Determine how many lines of the material hold the string "object" and reply with only that number.

:: MATERIAL PROVIDED ::
[Start of section]

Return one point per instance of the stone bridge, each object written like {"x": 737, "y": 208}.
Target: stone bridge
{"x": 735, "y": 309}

[End of section]
[Start of section]

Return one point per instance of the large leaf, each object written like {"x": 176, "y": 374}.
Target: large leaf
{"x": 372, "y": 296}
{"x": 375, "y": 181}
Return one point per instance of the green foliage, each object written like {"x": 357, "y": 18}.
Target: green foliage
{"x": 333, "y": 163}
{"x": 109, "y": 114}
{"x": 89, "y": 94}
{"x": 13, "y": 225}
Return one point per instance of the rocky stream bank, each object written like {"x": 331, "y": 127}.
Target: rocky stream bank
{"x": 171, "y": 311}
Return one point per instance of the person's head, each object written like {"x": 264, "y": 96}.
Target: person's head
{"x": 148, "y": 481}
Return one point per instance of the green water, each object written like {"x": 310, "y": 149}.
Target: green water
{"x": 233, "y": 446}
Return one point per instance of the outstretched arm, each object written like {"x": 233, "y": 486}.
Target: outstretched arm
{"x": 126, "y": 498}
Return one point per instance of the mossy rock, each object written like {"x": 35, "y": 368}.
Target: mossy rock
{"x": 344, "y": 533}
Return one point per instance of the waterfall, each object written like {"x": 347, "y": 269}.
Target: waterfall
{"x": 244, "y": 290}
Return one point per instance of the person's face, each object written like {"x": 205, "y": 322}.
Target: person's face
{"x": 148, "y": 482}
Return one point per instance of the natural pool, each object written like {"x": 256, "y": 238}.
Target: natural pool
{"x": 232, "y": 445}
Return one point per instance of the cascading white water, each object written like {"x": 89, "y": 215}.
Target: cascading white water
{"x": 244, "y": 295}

[End of section]

:: SOLUTION ::
12